- _GIVEN ENTRIES_:
----

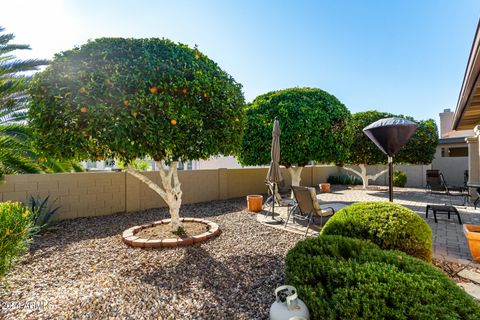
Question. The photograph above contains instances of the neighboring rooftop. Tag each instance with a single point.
(467, 112)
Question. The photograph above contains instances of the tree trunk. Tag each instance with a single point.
(363, 174)
(296, 174)
(170, 193)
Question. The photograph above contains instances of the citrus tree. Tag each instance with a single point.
(134, 98)
(420, 149)
(313, 127)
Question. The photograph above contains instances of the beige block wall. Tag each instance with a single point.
(78, 194)
(102, 193)
(415, 174)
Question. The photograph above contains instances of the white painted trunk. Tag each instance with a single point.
(296, 174)
(170, 190)
(363, 174)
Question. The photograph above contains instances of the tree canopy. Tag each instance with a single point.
(18, 154)
(132, 98)
(420, 149)
(313, 127)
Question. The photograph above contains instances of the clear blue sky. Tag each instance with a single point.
(398, 56)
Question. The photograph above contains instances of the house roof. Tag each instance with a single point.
(467, 112)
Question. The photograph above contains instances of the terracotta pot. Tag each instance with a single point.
(254, 203)
(472, 232)
(325, 187)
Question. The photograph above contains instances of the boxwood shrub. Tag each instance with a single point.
(389, 225)
(15, 233)
(345, 278)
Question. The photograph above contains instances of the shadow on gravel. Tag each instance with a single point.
(70, 231)
(237, 286)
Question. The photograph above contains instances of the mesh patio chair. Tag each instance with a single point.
(279, 201)
(307, 207)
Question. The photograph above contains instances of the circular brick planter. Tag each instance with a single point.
(131, 239)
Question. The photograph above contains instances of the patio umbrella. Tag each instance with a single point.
(274, 175)
(390, 134)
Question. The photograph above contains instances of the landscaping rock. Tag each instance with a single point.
(83, 270)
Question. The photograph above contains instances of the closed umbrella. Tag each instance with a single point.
(274, 175)
(390, 135)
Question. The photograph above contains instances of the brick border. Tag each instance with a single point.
(132, 240)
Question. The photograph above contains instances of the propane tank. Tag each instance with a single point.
(288, 306)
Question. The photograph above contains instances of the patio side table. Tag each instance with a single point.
(436, 209)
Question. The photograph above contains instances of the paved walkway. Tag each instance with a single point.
(449, 241)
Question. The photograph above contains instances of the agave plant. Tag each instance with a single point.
(41, 212)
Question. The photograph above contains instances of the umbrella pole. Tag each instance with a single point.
(390, 178)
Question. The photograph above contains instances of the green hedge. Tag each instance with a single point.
(345, 278)
(15, 233)
(389, 225)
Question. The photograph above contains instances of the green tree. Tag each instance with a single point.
(420, 149)
(313, 127)
(134, 98)
(16, 152)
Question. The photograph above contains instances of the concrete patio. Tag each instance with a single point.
(449, 242)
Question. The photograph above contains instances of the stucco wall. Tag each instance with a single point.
(102, 193)
(452, 168)
(415, 174)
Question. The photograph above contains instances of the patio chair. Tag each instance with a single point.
(437, 185)
(307, 207)
(279, 201)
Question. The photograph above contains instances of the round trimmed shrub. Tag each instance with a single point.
(389, 225)
(345, 278)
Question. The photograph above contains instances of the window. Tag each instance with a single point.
(455, 152)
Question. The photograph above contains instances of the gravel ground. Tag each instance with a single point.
(83, 270)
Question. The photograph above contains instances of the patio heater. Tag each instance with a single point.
(390, 135)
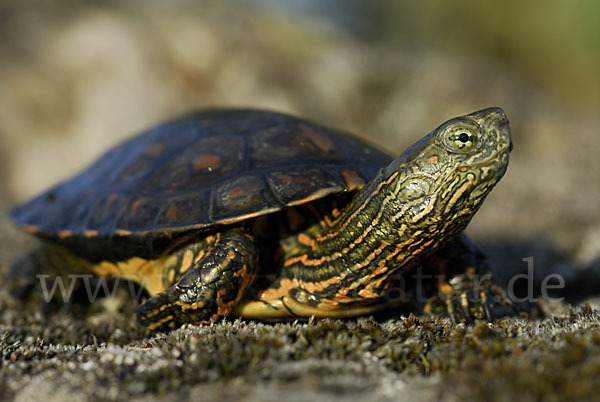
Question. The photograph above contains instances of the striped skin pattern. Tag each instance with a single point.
(210, 276)
(420, 202)
(163, 211)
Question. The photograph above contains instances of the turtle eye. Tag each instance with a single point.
(462, 139)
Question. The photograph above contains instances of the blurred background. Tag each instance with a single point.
(77, 77)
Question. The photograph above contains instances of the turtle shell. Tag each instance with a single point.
(201, 170)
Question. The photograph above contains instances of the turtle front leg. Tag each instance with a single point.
(216, 271)
(466, 289)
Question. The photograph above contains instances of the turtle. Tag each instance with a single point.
(263, 215)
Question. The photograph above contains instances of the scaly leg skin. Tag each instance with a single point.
(226, 264)
(467, 291)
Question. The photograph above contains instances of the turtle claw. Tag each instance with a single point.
(469, 297)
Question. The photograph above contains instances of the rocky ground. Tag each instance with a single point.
(77, 79)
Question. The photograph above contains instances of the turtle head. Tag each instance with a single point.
(445, 176)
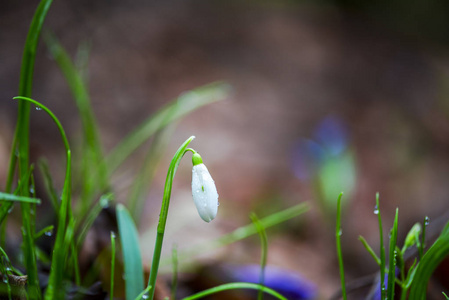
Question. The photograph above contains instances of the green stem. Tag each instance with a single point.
(164, 213)
(339, 252)
(382, 250)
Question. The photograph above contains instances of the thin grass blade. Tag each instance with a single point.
(429, 262)
(48, 183)
(92, 152)
(369, 249)
(392, 258)
(233, 286)
(14, 198)
(143, 180)
(244, 231)
(181, 106)
(111, 293)
(382, 248)
(338, 243)
(264, 251)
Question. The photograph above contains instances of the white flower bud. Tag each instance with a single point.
(204, 192)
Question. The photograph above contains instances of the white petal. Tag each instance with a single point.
(204, 193)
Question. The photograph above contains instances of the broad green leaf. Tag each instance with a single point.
(131, 253)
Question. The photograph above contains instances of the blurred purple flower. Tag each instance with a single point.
(377, 292)
(330, 140)
(289, 284)
(331, 133)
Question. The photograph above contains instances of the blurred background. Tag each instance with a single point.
(328, 96)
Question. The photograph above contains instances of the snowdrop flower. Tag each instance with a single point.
(204, 191)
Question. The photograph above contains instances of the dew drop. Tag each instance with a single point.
(104, 203)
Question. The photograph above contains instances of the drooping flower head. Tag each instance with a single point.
(204, 191)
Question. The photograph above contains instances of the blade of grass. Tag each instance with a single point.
(6, 208)
(131, 253)
(382, 248)
(175, 271)
(244, 231)
(48, 182)
(91, 217)
(111, 293)
(44, 231)
(232, 286)
(93, 153)
(264, 250)
(14, 198)
(181, 106)
(143, 294)
(55, 285)
(338, 242)
(21, 141)
(392, 258)
(142, 182)
(429, 262)
(369, 249)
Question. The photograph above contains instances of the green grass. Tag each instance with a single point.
(132, 259)
(92, 171)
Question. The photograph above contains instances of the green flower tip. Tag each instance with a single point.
(196, 159)
(412, 236)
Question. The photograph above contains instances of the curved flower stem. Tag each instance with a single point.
(164, 212)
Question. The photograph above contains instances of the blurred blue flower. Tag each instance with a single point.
(327, 161)
(331, 133)
(289, 284)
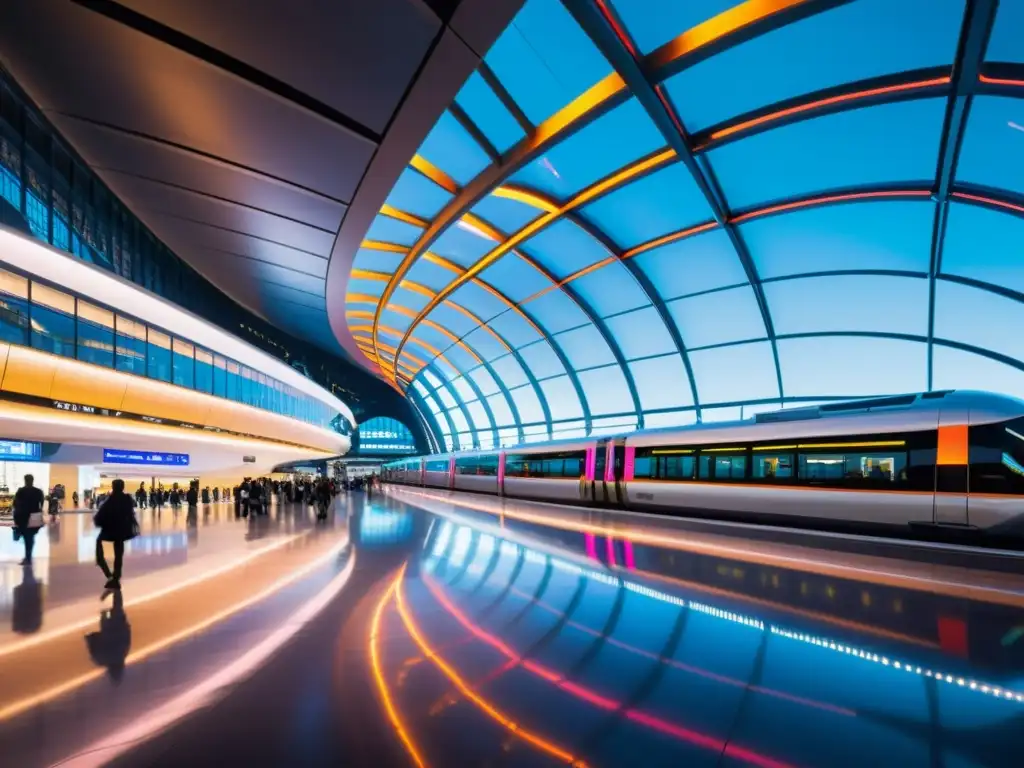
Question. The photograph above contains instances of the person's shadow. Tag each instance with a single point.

----

- _YOUR TASK_: Rewrite every line of the records with "photograph" changed to "image" and everything else left as it is, omitting the pictures.

- _EXERCISE RESPONSE_:
Question. The image above contains instances of the neighboring rooftop. Tag each instance with a single point.
(467, 112)
Question. The image above contains instances of the tree trunk. Tag each instance with a single point.
(363, 174)
(296, 174)
(170, 193)
Question. The image above contains instances of the citrus tree. Tag each instance with a single point.
(134, 98)
(420, 149)
(313, 127)
Question. The image above contains instances of the beige block wall. Tag each instance with a single point.
(78, 194)
(102, 193)
(415, 174)
Question. The image above contains instances of the white painted trunk. Tag each instance with a single point.
(296, 174)
(170, 190)
(363, 174)
Question. The image above contains instances of the tree canopy. Tag each instance with a single point.
(18, 154)
(132, 98)
(420, 149)
(313, 127)
Question. The image above contains instances of the clear blue sky. Tag each instance with a single point.
(398, 56)
Question. The image above contains instances of the house roof. Tag each instance with a single point.
(467, 112)
Question. The image above contains instances of the terracotta pot. Tag each instance with a single point.
(254, 203)
(472, 232)
(325, 187)
Question. The image above contains instances of the boxwood shrub. Tag each instance with a single point.
(389, 225)
(15, 233)
(345, 278)
Question. The image above contains instances of the shadow on gravel. Tag each instance with a single point.
(70, 231)
(237, 286)
Question. The image above contains instances of the mesh patio chair. Tag each instance with a single point.
(279, 201)
(307, 207)
Question. The image above contains instances of the circular brick planter. Tag each instance with a single point.
(131, 239)
Question. The image above contains instances of the patio umbrella. Tag each instance with a single point.
(274, 175)
(390, 134)
Question. The image above contains instances of the landscaping rock. Tag each instance with a single point.
(83, 270)
Question. The image above contains instances of the closed umbrella. Tag each instance with a single point.
(274, 175)
(390, 135)
Question. The image above contains instances of the brick border. Tag each instance with a single point.
(132, 240)
Question. The image above contains instances of the propane tank. Tag each instance with a single point.
(288, 306)
Question. The image above contains instances of the patio side table. Tag each instance with a single point.
(436, 209)
Question. The image above contains instances of the paved walkway. Tag each instance with a single point.
(449, 241)
Question. The image above contains instances of the agave plant. Tag each instance with a single point.
(41, 212)
Question. The image above contains instances of the umbrella pole. Tag each instance with a single point.
(390, 178)
Question. The image above contains instances of the green hedge. Tag each instance with a single point.
(345, 278)
(15, 233)
(389, 225)
Question. The image above contains instances of the green tree. Tag each instance with a single point.
(420, 149)
(313, 127)
(134, 98)
(16, 152)
Question. The image above contains instances of the concrete patio. Tag each instance with a single point.
(449, 242)
Question. The image above contains instances of the stucco wall. Tag each instance with a single point.
(102, 193)
(452, 168)
(415, 174)
Question. The image above contains instances of the patio chair. Tag each instance with a single point.
(437, 185)
(307, 207)
(279, 201)
Question. The image above contains instances of the round trimmed shrub. Tag each instance with a single point.
(389, 225)
(345, 278)
Question. The image above contains instances of the window. Tag each instance with a single point.
(455, 152)
Question. The image above contains instances of the gravel ground. Tag each instance with a single point.
(83, 270)
Question. The image above contains instances of the patio heater. Tag each instance with a single point.
(390, 135)
Question. The image above contains instances of the striped skin pattern. Tag each instance with a single point.
(210, 276)
(420, 202)
(163, 211)
Question. The image above contains instances of the turtle eye. Tag each instance with a single point.
(462, 139)
Question. The image above contains instances of the blurred background. Tag each instance with a single point.
(77, 77)
Question. The image above contains instances of the turtle shell. Tag each instance with a single point.
(201, 170)
Question. The image above contains instances of the turtle front leg. Tag each instance with a single point.
(216, 271)
(466, 289)
Question. The image above contains instances of the turtle. Tag each instance with a single point.
(263, 215)
Question. The image above contains instances of the scaly leg skin. Tag each instance with a single point.
(226, 264)
(467, 291)
Question. The image above contains instances of the turtle claw. Tag each instance with a single point.
(469, 297)
Question. The image above contains instances of the rocky ground. Tag each instance with a single point.
(77, 79)
Question. The image above contains instances of the turtle head. Tag each instance with a single point.
(445, 176)
Question. The image above contains instances of the green stem. Tag each instance with a single point.
(164, 213)
(339, 252)
(382, 250)
Question. The image above contains instances of the thin grass blade. Tag each instance with a single point.
(429, 262)
(48, 183)
(92, 152)
(369, 249)
(392, 258)
(233, 286)
(14, 198)
(143, 180)
(244, 231)
(181, 106)
(111, 293)
(382, 248)
(338, 243)
(264, 251)
Question. The image above contains instances of the white flower bud. Tag each instance with a single point.
(204, 192)
Question. The image above contains instances of the white petal. Tag each instance with a single point.
(204, 193)
Question. The image above contains instances of the broad green leaf. Tag each instance with a single point.
(131, 253)
Question. The image above contains instances of the blurred purple flower. Tag each instance with a single point.
(377, 292)
(330, 140)
(289, 284)
(331, 133)
Question. The image above contains instances of the blurred background. Tag each instance with a single point.
(328, 96)
Question. The image above contains instances of the snowdrop flower. Tag each instance with a single point.
(204, 191)
Question. The image above contains instances of the dew drop. Tag each instance with a single point.
(104, 203)
Question. The image above contains instances of the drooping flower head. Tag each instance with a single point.
(204, 191)
Question. The image above contains instances of the blade of grass. Tag each instance with a single point.
(6, 208)
(131, 253)
(382, 248)
(175, 271)
(244, 231)
(48, 182)
(91, 217)
(111, 293)
(44, 231)
(232, 286)
(93, 153)
(264, 250)
(14, 198)
(181, 106)
(143, 294)
(55, 285)
(338, 242)
(21, 141)
(392, 258)
(142, 182)
(429, 262)
(369, 249)
Question. The image above contains instances of the green grass. Tag each instance with a single point.
(132, 259)
(92, 171)
Question. The image above contains instances of the green flower tip. Tag each instance with a single point.
(196, 159)
(412, 236)
Question. The image above contains instances of the curved flower stem. Tag each instance with a single point.
(164, 212)
Question. The image above contains instances of the blurred blue flower. Tag each instance with a single point.
(327, 161)
(331, 133)
(289, 284)
Question. The image above contains instances of the person's shadow. Tag each instance with a single point.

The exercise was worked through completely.